▸ Supplied material:
☆ ☆ ☆ ☆ ☆

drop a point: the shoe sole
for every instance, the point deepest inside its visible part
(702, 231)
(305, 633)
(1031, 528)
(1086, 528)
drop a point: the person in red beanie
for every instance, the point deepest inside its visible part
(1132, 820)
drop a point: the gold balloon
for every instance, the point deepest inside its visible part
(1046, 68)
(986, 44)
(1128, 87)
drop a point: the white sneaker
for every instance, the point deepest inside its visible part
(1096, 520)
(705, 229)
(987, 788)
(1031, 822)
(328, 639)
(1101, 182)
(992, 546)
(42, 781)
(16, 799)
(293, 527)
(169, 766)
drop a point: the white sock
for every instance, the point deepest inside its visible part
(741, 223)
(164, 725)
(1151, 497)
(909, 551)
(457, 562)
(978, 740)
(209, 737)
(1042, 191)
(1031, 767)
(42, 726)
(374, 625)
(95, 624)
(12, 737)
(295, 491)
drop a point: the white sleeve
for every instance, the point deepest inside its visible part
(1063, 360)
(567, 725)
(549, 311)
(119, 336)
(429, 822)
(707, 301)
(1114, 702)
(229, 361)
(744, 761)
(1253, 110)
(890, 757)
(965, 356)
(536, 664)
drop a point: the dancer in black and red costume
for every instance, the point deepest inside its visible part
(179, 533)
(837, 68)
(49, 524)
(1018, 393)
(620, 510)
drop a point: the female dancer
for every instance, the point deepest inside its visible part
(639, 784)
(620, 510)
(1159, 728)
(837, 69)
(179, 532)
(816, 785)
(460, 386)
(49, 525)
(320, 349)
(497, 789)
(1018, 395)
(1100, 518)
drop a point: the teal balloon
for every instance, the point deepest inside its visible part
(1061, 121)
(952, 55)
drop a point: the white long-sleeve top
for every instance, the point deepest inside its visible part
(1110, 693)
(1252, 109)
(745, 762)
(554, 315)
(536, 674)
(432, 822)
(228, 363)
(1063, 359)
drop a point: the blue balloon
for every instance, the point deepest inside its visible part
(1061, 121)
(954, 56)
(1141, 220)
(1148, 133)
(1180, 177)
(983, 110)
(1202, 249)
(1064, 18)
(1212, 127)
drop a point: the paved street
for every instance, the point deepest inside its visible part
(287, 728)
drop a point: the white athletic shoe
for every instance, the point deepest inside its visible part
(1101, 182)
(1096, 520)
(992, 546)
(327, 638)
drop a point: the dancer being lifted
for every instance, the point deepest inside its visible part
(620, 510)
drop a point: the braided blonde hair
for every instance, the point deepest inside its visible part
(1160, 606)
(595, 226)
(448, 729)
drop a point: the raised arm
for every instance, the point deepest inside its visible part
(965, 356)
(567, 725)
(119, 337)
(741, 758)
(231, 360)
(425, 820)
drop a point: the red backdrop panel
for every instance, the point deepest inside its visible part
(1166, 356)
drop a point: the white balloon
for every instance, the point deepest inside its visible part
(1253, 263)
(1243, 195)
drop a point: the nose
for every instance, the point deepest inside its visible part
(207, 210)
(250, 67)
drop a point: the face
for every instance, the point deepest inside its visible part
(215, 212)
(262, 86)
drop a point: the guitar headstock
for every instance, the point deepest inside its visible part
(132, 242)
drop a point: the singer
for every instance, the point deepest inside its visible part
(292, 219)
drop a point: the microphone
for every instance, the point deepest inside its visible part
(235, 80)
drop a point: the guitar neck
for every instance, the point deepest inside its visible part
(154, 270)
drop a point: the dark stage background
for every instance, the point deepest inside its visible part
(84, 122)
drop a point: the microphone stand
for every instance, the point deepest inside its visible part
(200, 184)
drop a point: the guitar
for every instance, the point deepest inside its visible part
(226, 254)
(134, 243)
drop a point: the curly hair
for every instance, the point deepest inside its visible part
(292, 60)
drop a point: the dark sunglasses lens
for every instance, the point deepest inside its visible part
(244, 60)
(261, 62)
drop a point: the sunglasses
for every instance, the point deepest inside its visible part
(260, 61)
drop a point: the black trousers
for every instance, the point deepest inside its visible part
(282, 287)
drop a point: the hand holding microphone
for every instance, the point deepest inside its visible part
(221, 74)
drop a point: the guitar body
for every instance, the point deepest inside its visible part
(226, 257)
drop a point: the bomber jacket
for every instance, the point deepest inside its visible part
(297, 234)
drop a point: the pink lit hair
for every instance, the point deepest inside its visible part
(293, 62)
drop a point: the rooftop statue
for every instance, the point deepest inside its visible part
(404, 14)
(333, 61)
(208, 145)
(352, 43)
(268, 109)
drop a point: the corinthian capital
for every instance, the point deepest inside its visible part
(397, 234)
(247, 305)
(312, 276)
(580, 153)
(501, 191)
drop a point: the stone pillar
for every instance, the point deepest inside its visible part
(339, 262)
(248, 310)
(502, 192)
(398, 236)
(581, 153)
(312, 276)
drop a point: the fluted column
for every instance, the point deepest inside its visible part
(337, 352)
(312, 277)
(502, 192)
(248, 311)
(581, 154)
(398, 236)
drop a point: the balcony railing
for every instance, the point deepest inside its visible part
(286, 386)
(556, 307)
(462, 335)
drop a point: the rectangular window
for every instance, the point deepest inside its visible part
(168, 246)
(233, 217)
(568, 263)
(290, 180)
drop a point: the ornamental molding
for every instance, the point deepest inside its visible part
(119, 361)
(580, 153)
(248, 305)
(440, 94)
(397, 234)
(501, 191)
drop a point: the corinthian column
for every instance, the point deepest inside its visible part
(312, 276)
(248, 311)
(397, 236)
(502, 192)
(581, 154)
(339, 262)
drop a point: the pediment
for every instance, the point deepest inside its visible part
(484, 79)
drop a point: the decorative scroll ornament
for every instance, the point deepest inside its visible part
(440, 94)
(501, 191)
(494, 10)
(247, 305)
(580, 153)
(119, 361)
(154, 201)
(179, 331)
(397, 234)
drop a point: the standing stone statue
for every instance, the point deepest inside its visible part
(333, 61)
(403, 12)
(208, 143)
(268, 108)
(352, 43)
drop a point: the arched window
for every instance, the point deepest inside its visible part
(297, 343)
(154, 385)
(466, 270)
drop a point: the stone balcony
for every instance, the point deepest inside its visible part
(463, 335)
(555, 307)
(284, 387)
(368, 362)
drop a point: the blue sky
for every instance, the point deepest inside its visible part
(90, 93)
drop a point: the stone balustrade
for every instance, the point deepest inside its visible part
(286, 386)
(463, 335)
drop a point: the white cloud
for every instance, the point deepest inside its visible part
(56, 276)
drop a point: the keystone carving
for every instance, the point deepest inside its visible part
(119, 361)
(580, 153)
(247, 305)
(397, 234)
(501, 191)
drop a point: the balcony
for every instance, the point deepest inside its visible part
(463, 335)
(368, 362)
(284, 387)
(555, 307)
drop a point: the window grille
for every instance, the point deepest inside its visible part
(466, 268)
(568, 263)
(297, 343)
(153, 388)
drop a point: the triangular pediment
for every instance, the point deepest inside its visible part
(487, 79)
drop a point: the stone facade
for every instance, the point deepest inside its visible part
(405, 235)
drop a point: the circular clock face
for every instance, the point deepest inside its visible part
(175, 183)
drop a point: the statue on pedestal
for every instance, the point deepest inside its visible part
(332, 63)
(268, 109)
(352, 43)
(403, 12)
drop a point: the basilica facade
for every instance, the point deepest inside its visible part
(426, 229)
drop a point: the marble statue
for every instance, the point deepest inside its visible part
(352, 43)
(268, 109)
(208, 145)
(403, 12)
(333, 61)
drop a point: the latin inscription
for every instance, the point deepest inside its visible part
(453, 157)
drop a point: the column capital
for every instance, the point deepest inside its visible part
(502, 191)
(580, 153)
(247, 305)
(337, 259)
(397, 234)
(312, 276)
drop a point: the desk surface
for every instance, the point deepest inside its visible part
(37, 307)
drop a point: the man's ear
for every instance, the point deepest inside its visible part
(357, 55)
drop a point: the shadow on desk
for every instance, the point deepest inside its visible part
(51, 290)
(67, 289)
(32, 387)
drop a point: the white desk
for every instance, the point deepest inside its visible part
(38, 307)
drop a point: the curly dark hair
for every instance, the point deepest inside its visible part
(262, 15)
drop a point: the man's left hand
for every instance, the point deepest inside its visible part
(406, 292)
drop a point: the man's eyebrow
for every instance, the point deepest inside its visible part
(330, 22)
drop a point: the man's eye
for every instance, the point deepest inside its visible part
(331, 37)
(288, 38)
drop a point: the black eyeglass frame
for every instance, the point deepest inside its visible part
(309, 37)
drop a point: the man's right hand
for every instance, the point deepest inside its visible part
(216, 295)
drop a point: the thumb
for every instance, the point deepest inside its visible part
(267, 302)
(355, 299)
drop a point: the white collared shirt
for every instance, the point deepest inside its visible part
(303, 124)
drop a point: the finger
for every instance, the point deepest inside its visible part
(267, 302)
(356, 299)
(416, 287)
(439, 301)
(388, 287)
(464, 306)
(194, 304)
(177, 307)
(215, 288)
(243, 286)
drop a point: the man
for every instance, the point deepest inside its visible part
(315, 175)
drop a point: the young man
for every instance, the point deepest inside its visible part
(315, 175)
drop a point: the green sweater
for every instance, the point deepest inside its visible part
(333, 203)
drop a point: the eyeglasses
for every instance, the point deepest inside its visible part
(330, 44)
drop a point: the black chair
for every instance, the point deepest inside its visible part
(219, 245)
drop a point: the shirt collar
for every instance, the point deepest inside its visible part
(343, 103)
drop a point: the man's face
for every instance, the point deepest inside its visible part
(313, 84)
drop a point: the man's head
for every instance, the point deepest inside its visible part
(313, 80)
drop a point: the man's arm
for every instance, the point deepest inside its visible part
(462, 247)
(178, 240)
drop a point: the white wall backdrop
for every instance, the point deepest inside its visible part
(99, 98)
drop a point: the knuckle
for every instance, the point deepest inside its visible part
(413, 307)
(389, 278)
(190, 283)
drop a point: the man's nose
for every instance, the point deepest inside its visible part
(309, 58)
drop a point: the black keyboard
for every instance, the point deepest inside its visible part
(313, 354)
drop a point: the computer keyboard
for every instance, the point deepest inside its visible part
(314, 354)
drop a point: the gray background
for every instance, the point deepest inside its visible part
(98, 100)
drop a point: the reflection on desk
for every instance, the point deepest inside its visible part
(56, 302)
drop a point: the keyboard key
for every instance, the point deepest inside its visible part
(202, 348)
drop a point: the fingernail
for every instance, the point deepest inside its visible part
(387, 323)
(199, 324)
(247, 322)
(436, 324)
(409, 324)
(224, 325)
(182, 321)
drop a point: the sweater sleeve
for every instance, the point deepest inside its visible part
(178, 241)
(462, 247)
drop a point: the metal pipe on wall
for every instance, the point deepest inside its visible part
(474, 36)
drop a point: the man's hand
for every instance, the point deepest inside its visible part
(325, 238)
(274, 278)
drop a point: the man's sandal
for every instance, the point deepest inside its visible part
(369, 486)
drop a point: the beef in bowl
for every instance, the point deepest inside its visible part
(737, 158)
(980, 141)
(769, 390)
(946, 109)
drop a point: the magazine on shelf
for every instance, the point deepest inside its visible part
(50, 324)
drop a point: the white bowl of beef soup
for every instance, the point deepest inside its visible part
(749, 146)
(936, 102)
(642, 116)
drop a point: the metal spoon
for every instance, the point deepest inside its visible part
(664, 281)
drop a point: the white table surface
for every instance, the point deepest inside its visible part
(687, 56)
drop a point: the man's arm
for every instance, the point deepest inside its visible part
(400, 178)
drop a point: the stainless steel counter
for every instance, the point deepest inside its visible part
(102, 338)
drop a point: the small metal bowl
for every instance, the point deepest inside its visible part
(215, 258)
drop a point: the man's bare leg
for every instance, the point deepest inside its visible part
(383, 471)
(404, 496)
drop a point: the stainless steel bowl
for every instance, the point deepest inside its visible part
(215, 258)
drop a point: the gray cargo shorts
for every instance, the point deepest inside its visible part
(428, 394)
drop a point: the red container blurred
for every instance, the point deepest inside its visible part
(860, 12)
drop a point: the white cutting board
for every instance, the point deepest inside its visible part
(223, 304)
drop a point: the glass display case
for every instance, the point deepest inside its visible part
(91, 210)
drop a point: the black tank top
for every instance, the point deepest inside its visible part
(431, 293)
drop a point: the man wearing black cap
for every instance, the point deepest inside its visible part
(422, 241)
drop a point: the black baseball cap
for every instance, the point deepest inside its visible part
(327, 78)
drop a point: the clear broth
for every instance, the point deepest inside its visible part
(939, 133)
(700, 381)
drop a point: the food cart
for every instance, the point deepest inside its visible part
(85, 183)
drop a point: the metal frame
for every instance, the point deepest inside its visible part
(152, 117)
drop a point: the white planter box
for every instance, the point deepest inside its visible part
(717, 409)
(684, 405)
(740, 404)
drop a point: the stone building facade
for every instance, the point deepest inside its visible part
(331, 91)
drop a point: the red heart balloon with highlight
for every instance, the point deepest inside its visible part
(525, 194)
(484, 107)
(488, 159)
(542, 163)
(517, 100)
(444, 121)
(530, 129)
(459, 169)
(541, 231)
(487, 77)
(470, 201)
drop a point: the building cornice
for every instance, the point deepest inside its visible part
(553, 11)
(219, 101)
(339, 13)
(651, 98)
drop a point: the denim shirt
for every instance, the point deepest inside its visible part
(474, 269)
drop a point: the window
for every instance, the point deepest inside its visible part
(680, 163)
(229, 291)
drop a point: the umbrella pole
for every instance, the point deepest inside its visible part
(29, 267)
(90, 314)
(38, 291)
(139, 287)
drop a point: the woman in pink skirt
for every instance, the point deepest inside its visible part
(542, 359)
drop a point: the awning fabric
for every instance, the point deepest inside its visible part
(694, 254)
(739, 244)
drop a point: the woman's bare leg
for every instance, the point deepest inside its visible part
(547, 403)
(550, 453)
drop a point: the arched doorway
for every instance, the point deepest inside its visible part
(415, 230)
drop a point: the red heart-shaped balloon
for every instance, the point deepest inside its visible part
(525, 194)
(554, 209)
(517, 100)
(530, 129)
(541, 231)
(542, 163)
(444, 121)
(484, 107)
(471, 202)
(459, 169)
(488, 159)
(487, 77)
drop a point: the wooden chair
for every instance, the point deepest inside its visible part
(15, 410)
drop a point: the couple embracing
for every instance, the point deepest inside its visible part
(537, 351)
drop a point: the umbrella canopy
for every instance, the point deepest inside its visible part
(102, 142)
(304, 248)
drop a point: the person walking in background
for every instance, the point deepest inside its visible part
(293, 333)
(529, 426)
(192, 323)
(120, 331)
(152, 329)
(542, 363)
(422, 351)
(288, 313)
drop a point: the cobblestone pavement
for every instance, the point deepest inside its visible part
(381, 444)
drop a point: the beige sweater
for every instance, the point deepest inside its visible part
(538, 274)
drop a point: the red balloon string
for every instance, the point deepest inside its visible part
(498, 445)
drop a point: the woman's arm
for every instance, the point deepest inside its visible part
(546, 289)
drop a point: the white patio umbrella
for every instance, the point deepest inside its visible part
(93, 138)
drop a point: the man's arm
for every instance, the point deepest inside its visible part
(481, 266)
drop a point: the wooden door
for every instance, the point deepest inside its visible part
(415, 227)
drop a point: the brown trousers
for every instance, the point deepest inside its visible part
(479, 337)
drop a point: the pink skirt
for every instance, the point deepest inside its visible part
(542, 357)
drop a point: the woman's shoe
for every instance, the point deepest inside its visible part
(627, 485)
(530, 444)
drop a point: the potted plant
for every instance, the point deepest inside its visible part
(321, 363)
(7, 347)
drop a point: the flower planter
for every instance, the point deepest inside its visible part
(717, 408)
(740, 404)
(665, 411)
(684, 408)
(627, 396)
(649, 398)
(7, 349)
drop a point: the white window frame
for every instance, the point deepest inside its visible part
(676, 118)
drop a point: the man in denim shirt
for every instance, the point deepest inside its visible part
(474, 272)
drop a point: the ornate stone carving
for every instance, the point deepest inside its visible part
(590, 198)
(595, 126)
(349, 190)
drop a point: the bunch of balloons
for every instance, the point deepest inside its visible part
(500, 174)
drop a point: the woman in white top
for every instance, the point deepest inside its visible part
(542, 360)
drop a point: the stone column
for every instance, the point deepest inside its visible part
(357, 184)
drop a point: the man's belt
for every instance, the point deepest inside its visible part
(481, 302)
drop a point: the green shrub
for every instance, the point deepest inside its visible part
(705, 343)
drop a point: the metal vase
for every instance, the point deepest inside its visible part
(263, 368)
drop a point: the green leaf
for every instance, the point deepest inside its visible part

☆ ☆ ☆ ☆ ☆

Each line from the one containing "drop a point: the man in denim shirt" to the end of the listing above should be copied exactly, and nothing else.

drop a point: the man in denim shirt
for every instance, the point deepest inside its visible part
(474, 272)
drop a point: the ornate stone carving
for every instance, the point deepest inside its visible part
(590, 198)
(595, 126)
(349, 190)
drop a point: the bunch of balloons
for every instance, the point deepest inside its visible part
(500, 174)
drop a point: the woman in white top
for every instance, the point deepest inside its visible part
(542, 360)
drop a point: the stone column
for every instance, the point deepest inside its visible part
(357, 184)
drop a point: the man's belt
for every instance, the point deepest inside its visible part
(481, 302)
drop a point: the green shrub
for every instance, the point deepest inside its visible part
(705, 343)
drop a point: the metal vase
for every instance, the point deepest inside its visible part
(263, 368)
drop a point: the green leaf
for every instance, the point deepest inside its visible part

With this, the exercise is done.